• _THE TASK_
The expected reply is all of the data, returned exactly.

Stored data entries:
----

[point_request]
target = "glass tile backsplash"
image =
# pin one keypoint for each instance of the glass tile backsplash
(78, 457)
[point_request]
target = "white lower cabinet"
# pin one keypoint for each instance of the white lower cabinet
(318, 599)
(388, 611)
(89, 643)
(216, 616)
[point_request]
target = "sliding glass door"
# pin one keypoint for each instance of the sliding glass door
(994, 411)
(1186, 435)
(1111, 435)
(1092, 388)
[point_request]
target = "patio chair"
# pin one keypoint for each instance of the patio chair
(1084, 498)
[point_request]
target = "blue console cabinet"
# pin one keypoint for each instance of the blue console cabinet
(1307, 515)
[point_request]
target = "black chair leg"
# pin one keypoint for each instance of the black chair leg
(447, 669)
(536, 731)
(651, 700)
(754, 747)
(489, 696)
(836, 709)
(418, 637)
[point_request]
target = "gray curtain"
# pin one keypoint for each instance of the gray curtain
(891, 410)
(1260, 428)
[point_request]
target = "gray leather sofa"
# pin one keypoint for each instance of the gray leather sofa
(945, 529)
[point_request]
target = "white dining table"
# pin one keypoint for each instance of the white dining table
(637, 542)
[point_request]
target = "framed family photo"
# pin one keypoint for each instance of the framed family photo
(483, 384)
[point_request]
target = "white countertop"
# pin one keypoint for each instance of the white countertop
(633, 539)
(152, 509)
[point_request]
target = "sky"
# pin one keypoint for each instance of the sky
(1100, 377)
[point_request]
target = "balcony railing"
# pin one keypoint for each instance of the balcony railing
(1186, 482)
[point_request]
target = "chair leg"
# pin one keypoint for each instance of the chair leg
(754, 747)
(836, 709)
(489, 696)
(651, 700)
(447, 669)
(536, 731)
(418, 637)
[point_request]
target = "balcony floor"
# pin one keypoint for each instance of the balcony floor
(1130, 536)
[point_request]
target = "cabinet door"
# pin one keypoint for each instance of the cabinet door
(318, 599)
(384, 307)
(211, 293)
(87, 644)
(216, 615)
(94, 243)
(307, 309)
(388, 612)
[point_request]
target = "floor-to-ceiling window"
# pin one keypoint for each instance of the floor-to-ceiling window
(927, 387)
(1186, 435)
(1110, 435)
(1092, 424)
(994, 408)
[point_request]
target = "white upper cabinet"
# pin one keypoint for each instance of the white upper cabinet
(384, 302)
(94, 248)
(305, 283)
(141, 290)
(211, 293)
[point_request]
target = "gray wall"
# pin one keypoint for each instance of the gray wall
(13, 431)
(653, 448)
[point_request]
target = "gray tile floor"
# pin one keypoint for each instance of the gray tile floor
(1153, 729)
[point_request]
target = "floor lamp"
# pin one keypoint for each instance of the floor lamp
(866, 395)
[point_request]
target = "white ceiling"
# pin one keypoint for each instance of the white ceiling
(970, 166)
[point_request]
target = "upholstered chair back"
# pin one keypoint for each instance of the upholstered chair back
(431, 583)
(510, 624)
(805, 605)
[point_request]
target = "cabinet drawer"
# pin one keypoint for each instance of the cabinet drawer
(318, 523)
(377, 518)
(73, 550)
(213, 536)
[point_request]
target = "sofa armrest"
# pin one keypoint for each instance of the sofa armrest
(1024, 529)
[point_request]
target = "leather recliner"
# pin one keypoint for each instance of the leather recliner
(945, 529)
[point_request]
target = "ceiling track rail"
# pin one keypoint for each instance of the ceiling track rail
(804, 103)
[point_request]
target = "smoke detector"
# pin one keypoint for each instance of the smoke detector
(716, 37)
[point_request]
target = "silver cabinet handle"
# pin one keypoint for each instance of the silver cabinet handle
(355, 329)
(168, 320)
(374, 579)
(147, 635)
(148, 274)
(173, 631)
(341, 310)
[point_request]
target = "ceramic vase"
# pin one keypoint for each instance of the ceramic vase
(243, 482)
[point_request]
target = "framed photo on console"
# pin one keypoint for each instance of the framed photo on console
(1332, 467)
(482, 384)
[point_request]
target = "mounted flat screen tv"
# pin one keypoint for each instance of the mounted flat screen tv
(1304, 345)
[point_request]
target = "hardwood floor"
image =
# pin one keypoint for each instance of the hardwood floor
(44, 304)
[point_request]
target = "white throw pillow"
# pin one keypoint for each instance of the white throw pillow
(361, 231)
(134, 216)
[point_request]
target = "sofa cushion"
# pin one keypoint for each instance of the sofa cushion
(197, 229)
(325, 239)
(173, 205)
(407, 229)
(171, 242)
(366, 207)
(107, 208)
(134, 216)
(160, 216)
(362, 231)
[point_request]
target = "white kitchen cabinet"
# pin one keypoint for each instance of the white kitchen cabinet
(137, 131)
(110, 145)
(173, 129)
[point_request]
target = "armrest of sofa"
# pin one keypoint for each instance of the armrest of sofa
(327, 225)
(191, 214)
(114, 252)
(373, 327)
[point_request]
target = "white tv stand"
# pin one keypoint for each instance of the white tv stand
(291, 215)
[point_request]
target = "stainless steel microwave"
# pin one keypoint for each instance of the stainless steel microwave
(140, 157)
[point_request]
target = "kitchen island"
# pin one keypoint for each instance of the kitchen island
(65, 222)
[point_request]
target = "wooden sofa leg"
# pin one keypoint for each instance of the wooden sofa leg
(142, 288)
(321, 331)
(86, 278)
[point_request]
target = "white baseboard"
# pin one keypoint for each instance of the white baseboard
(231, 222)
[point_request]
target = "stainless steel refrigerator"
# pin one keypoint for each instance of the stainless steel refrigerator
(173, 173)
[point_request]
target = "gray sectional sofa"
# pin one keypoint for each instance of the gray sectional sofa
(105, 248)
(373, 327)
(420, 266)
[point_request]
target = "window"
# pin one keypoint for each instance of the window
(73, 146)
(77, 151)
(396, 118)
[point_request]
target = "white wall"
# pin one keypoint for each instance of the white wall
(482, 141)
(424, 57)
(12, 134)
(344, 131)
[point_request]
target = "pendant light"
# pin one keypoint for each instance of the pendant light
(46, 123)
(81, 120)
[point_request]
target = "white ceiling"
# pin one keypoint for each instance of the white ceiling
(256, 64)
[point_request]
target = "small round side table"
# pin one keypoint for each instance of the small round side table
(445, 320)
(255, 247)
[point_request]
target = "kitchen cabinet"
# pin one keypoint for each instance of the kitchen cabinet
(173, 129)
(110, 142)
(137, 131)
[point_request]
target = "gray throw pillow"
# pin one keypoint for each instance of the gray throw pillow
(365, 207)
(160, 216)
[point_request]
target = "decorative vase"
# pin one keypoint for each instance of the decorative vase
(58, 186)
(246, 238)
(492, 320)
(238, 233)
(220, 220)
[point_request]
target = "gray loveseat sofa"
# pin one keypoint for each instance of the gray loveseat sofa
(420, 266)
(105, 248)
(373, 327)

----

• _EXERCISE SOLUTION_
[point_request]
target = "glass tile backsplash"
image =
# pin one keypoint for each instance of the glass tile backsplash
(78, 457)
[point_request]
target = "white lower cabinet"
# pin one keypoint for each instance of the white lower cabinet
(318, 599)
(388, 611)
(89, 643)
(216, 616)
[point_request]
target = "sliding glass door"
# pin one keypoint for each instance of the sliding glass door
(994, 411)
(1186, 435)
(1111, 435)
(1092, 388)
[point_request]
target = "patio chair"
# pin one keypoint for each instance of the patio chair
(1084, 498)
[point_request]
target = "blue console cabinet"
# pin one keypoint for each instance of the blue console cabinet
(1307, 515)
[point_request]
target = "black chair leg"
# pin one keypoint for each instance of the black chair leg
(447, 669)
(536, 731)
(651, 700)
(754, 747)
(489, 696)
(836, 709)
(418, 637)
[point_request]
target = "gray curtain"
# pin one keypoint for each instance of the gray curtain
(891, 410)
(1260, 428)
[point_request]
target = "gray leather sofa"
# pin one keypoint for each instance of the gray leather sofa
(945, 529)
[point_request]
target = "white dining table"
# pin one keypoint for each instance of the white dining table
(637, 542)
[point_request]
target = "framed family photo"
# pin one keypoint for each instance of the framed family photo
(483, 384)
[point_request]
target = "white countertop"
# pin one keypoint for each instance of the white countertop
(633, 539)
(152, 509)
[point_request]
target = "sky"
# pin one keypoint for each instance of the sky
(1100, 377)
[point_request]
target = "balcony railing"
# pin one keypoint for each instance of the balcony railing
(1186, 482)
[point_request]
target = "chair leg"
# pin one keypoint for each instance of the chair leg
(754, 747)
(836, 709)
(489, 696)
(651, 700)
(447, 669)
(536, 731)
(418, 637)
[point_request]
target = "balcony floor"
# pin one keypoint for each instance of the balcony floor
(1130, 536)
[point_request]
target = "cabinet door"
# pin one keypoint for each instance of the cabinet door
(318, 599)
(384, 307)
(211, 293)
(87, 644)
(216, 615)
(94, 243)
(307, 309)
(388, 612)
[point_request]
target = "floor-to-ceiling window"
# pin one keypoint for each instance of the floor-to-ceiling window
(927, 387)
(1186, 435)
(1110, 435)
(1092, 424)
(994, 408)
[point_request]
target = "white upper cabinet"
# pin one keypoint for each instance of the white upper cabinet
(384, 302)
(94, 248)
(305, 283)
(141, 290)
(211, 293)
[point_request]
target = "gray wall"
# pin one keypoint for each instance of the gray wall
(13, 431)
(653, 448)
[point_request]
target = "gray tile floor"
# pin one keypoint for each instance of the gray tile floor
(1153, 729)
[point_request]
target = "floor lamp"
# pin one keypoint for each instance of the floor lamp
(866, 395)
[point_request]
target = "white ceiling"
# pin one keypoint for each instance of the white ceiling
(970, 166)
[point_request]
target = "upholstered chair back"
# pin one keypoint for each instance of the upholstered chair back
(431, 583)
(510, 624)
(805, 605)
[point_request]
target = "cabinet drawer"
# pin one keypoint for each instance of the cabinet drawer
(318, 523)
(377, 518)
(73, 550)
(213, 536)
[point_request]
target = "sofa armrest"
# pin one keypoint for each instance of the sofa armrest
(1024, 529)
[point_request]
target = "leather recliner"
# pin one keypoint for each instance of the leather recliner
(945, 529)
[point_request]
target = "ceiling track rail"
# pin one keypoint for each instance of the ceiling track rail
(804, 103)
[point_request]
target = "smoke detector"
# pin one keypoint for each instance of the smoke detector
(716, 37)
[point_request]
target = "silver cabinet handle"
# pin one keypoint for each instance of the silver cabinet handle
(355, 329)
(168, 320)
(374, 579)
(147, 635)
(148, 274)
(173, 631)
(341, 310)
[point_request]
target = "ceramic vase"
# pin one keypoint for each instance of the ceramic vase
(243, 482)
[point_request]
target = "framed photo on console"
# pin one keypoint for each instance of the framed photo on console
(1332, 467)
(482, 384)
[point_request]
target = "mounted flat screen tv"
# pin one keypoint for each instance of the mounted flat screen tv
(1304, 345)
[point_request]
target = "hardwood floor"
image =
# pin one keypoint for each instance of the hardwood floor
(44, 304)
[point_request]
target = "white throw pillow"
# pin one keypoint for each instance of the white throw pillow
(361, 231)
(134, 216)
[point_request]
target = "sofa cushion"
# pin one keypoint for each instance of the sofa cushion
(197, 229)
(325, 239)
(173, 205)
(407, 229)
(171, 242)
(366, 207)
(107, 208)
(134, 216)
(160, 216)
(362, 231)
[point_request]
target = "white kitchen cabinet"
# pin one keypoint for each instance of the white kitchen cabinet
(137, 131)
(110, 145)
(173, 129)
[point_request]
target = "armrest of sofa"
# pin one keypoint for each instance of the armrest of sofa
(327, 225)
(191, 214)
(114, 252)
(373, 327)
[point_request]
target = "white tv stand"
# pin one keypoint for each instance of the white tv stand
(291, 215)
[point_request]
target = "stainless steel microwave"
# pin one keypoint for each instance of the stainless steel microwave
(140, 157)
[point_request]
target = "kitchen island"
# pin one keypoint for each instance of the kitchen island
(65, 222)
[point_request]
target = "wooden sofa leg"
# pin one keypoint for each instance of the wooden sofa leg
(142, 288)
(321, 331)
(86, 278)
[point_request]
target = "white baseboard"
# pin one keypoint for each instance of the white baseboard
(231, 222)
[point_request]
target = "stainless steel refrigerator"
# pin one keypoint for each instance of the stainless steel refrigerator
(173, 173)
[point_request]
target = "gray sectional sofa"
# pin one keypoint for each instance of the gray sectional sofa
(105, 248)
(373, 327)
(420, 266)
[point_request]
target = "window"
# pin one keypoint for each instance of the window
(73, 146)
(77, 151)
(396, 118)
[point_request]
target = "white wall"
# pin one keypoint for each instance of the white wall
(482, 141)
(424, 57)
(12, 134)
(344, 131)
[point_request]
target = "pendant light"
# pin one keypoint for each instance of the pendant light
(46, 123)
(81, 120)
[point_request]
target = "white ceiling"
# pin one keypoint for each instance of the white ceiling
(256, 64)
[point_request]
target = "small round side table"
# pin one keypoint for each instance of the small round side table
(445, 320)
(255, 247)
[point_request]
target = "kitchen cabinet"
# pin one keypoint for each instance of the kitchen cabinet
(173, 129)
(110, 142)
(137, 131)
[point_request]
target = "gray throw pillow"
# pin one keypoint for each instance of the gray throw pillow
(365, 207)
(160, 216)
[point_request]
target = "decorative vase"
# pin one keypoint for each instance of the decorative vase
(58, 186)
(246, 238)
(492, 320)
(238, 233)
(220, 220)
[point_request]
target = "gray loveseat sofa"
# pin one keypoint for each instance of the gray loveseat sofa
(420, 266)
(105, 248)
(373, 327)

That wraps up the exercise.